### What you need to do
In the essay on transgender terms, what is Sparkle's beauty pageant called?

== Document segment

I previously stated I try and avoid defining myself so why then would I describe myself as transgender? I feel it important to do this outwardly at least as it allows people to find their own way to react to me. If I told someone I was male they might think I was just dressing for fun. If I told someone I was female they might think I was a bit confused. The term Transgender confuses many people as it is a new term to many people with the more common name outside the scene being Tranny. I am not overly fond of this phrase as I will explain and so the more people use the term transgender in the public eye the better. I feel it is a term that covers the whole spectrum of t-related issues and is the most inoffensive and least definitive option.

Tranny

In most definitions of popular culture, a male who dresses as a female is a Tranny, while this word sounds as if it is short for something for most people it is not. Tranny does not distinguish between a person who dresses casually and a transsexual and to most British people I feel they are seen as one and the same thing. Trannies in popular culture are normally seen as a figure of fun. While some television programmes are starting to deal with transgenderism in a sensitive way the majority of people will be familiar with trannies as comedy motifs. The protagonist of a comedy will go to bed with a gorgeous woman and find out that she is in fact a man! (or at the very least has a penis). They are a guilty taboo, sleeping with a ladyboy when on holiday with the lads in Thailand is a guilty mistake never to be mentioned. Even finding someone attractive before finding out they’re a tranny is a threat to masculinity.

This is how I understand the term tranny and is the association I believe exists in popular culture (please tell me if you disagree) however some people have less problems with the term. Sparkle’s beauty pageant is known as ‘Tranny of the Year’ and as far as I’m aware it is not buying into this stereotype. Perhaps it is brave to claim an offensive term as your own, much as the term ‘gay’ was embraced by the homosexual community, or perhaps for some people it does not bother them. At the end of the day it is only a word and words only have power if you care to give it to them.

Drag

Of all the terms associated with the transgender scene, drag is probably the most removed. Some would argue that it does not belong with the others and perhaps it does not. Certainly from within the tg scene, and what I understand of the drag scene they are seen as very different. A drag artist is a male who presents themselves using over the top motifs of femininity while at the same time being seen as a male. Big hair, big make up, outfits designed to make a big impression. Few, if any, drag queens identify themselves as being female, they dress for the fun of it, not to pass, in the stylised manner of a drag queen not as a woman. Women who look like drag queens rarely exist, at least not deliberately.

====
== Supplied material

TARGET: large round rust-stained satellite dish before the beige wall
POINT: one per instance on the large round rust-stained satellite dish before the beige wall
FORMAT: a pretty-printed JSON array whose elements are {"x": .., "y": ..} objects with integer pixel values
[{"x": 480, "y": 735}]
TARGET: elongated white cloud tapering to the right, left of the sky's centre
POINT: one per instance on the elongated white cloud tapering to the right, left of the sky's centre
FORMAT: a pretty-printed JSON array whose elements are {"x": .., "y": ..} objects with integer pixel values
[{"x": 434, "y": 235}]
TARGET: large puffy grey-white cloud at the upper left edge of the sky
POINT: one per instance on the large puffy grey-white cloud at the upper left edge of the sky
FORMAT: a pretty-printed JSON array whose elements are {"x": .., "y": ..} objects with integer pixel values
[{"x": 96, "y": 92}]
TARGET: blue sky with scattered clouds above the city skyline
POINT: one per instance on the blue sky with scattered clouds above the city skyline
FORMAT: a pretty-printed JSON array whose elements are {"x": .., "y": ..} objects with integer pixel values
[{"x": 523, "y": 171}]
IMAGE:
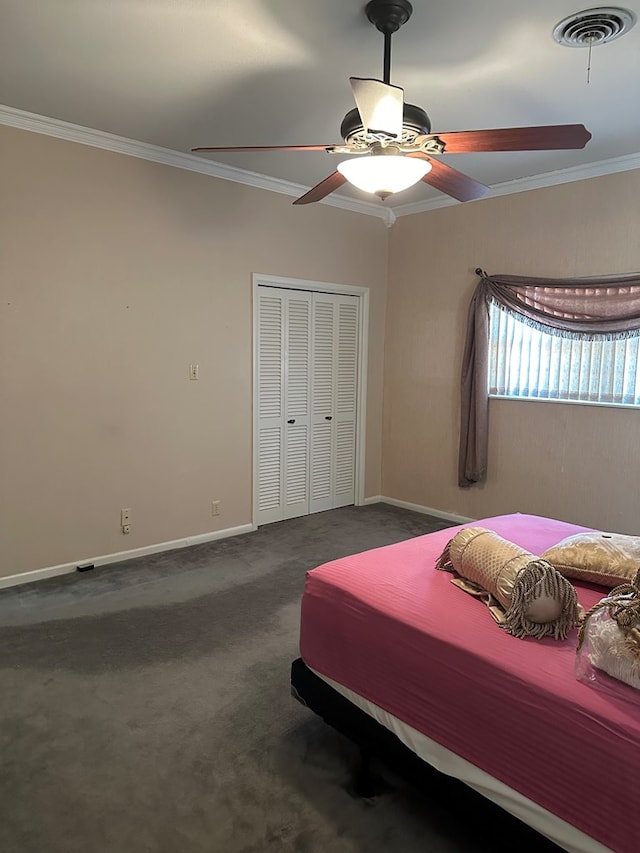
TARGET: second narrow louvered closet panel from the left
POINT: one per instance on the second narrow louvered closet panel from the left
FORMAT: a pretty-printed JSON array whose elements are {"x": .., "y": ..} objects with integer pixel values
[{"x": 297, "y": 329}]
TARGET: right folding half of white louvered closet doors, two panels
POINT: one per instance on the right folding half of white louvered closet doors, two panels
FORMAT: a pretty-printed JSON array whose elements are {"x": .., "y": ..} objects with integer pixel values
[{"x": 334, "y": 371}]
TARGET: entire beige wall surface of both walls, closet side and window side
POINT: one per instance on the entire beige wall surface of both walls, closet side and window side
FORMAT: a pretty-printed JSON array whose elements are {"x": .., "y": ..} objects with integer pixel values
[{"x": 116, "y": 274}]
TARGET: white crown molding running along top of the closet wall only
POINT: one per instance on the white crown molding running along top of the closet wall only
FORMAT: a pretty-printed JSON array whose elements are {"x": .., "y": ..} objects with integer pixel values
[{"x": 154, "y": 153}]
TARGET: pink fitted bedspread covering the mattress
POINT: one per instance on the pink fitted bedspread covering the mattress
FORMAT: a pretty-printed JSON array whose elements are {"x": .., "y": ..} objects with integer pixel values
[{"x": 388, "y": 625}]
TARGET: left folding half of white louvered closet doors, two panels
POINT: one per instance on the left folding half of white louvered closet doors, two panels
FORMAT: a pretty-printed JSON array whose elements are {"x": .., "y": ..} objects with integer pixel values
[{"x": 282, "y": 447}]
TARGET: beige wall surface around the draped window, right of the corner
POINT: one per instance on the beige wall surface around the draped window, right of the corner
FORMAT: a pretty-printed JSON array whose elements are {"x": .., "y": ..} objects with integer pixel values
[{"x": 578, "y": 463}]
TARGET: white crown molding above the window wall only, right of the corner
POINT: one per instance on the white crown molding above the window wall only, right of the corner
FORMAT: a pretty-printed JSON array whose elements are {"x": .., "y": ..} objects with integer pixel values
[{"x": 536, "y": 182}]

====

### Task answer
Tranny of the Year